• **Data for the task**:
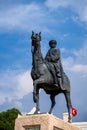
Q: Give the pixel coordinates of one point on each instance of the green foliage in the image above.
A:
(7, 119)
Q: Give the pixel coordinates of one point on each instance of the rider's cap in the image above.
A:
(52, 42)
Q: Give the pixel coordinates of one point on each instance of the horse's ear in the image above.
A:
(39, 33)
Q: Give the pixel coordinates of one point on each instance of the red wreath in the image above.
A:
(73, 111)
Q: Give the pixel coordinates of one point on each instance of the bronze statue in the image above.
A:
(48, 74)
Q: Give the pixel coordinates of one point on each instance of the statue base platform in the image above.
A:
(42, 122)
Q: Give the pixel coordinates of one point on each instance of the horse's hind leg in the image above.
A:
(37, 101)
(52, 97)
(69, 105)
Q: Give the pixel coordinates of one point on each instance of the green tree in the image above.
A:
(7, 119)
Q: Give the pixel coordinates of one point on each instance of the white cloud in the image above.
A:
(14, 85)
(79, 6)
(25, 17)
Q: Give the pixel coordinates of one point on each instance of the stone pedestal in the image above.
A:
(42, 122)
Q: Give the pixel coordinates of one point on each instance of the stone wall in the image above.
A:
(45, 121)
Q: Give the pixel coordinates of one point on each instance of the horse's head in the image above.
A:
(36, 38)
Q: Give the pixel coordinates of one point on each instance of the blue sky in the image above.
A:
(62, 20)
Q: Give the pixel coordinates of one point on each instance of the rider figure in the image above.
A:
(54, 63)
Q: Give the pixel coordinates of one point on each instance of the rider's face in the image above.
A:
(53, 45)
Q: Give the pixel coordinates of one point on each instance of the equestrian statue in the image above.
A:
(47, 73)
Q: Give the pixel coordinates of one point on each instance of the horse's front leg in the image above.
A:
(34, 92)
(37, 102)
(52, 97)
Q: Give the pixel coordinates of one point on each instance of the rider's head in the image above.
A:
(52, 43)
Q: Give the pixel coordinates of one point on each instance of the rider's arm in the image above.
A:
(55, 55)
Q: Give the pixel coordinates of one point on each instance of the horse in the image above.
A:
(43, 79)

• **Prompt**: What must be transcribed is the run of lines from the one containing "front leg in the image above." to the last line of the data above, inclusive, and only that.

• **Response to this exercise**:
Q: Give the pixel coordinates of one point on each instance of the horse's front leg in the image above.
A:
(34, 92)
(37, 102)
(52, 97)
Q: Give the pixel coordinates of one point on each instance of the rider's head in the image above.
A:
(52, 43)
Q: Give the pixel coordinates of one point on each instance of the rider's arm in the image above.
A:
(55, 55)
Q: Give the pixel coordinates of one point on each instance of the horse in the image above.
A:
(43, 79)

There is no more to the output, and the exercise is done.